**** SUPPLIED DATA

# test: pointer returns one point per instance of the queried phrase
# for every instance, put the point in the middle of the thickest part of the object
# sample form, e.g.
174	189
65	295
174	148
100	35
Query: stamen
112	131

********

WHAT TO WORK ON:
Nothing in the material may change; reproduce it all.

WRITTEN SOLUTION:
# test: pointer returns one point per instance of the queried phrase
# for every instance, put the point in the middle of the thickest part of the object
# sample form, e.g.
174	189
65	295
174	148
100	35
Query: stamen
112	131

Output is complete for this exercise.